* _AUFGABENSTELLUNG_
Entnimm dem folgenden Material alle Zeilen, in denen die Zeichenfolge „MULTIPOLYGON“ vorkommt, und gib sie unverändert wieder.

****

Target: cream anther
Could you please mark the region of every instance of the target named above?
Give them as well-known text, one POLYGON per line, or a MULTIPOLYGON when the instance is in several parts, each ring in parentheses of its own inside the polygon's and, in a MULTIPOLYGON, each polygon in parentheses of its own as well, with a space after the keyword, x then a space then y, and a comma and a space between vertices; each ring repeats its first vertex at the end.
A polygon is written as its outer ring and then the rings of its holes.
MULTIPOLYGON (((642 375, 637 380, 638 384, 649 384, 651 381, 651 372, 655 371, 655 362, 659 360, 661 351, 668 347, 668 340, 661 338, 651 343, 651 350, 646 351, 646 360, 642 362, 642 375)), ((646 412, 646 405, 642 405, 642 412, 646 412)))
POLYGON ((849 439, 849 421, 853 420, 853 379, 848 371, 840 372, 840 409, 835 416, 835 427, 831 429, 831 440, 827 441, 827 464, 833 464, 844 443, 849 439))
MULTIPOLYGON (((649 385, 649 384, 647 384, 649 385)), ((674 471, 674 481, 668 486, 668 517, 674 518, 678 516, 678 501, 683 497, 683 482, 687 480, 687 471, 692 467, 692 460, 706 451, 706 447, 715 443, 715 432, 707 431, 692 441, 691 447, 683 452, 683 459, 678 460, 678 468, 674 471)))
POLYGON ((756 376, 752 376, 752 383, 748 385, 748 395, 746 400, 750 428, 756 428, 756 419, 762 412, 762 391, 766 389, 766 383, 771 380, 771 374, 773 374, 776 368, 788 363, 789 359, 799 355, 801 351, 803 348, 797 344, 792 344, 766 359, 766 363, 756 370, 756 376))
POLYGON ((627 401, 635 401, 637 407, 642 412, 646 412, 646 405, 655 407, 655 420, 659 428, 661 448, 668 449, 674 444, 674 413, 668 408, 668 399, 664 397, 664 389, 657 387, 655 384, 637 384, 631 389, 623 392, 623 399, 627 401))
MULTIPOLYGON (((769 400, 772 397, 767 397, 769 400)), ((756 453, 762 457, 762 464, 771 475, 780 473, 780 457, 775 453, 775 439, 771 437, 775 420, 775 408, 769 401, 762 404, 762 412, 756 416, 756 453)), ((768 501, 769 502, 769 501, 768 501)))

****

* _LÖSUNG_
Give them as well-known text, one POLYGON per line, or a MULTIPOLYGON when the instance is in several parts, each ring in parentheses of its own inside the polygon's and, in a MULTIPOLYGON, each polygon in parentheses of its own as well, with a space after the keyword, x then a space then y, and a comma and a space between vertices; each ring repeats its first vertex at the end.
MULTIPOLYGON (((642 375, 637 380, 638 384, 649 384, 651 381, 651 372, 655 371, 655 362, 659 360, 661 351, 668 347, 668 340, 661 338, 651 343, 651 350, 646 351, 646 360, 642 362, 642 375)), ((646 412, 646 405, 642 405, 642 412, 646 412)))
MULTIPOLYGON (((649 385, 649 384, 647 384, 649 385)), ((674 471, 674 481, 668 486, 668 517, 674 518, 678 516, 678 501, 683 497, 683 482, 687 480, 687 471, 692 467, 692 460, 706 451, 706 447, 715 443, 715 432, 707 431, 692 441, 691 447, 683 452, 683 459, 678 460, 678 468, 674 471)))
MULTIPOLYGON (((769 400, 772 397, 767 397, 769 400)), ((756 453, 762 457, 762 464, 771 475, 780 473, 780 457, 775 453, 775 439, 771 437, 775 420, 775 408, 769 401, 762 404, 762 412, 756 416, 756 453)), ((768 501, 769 502, 769 501, 768 501)))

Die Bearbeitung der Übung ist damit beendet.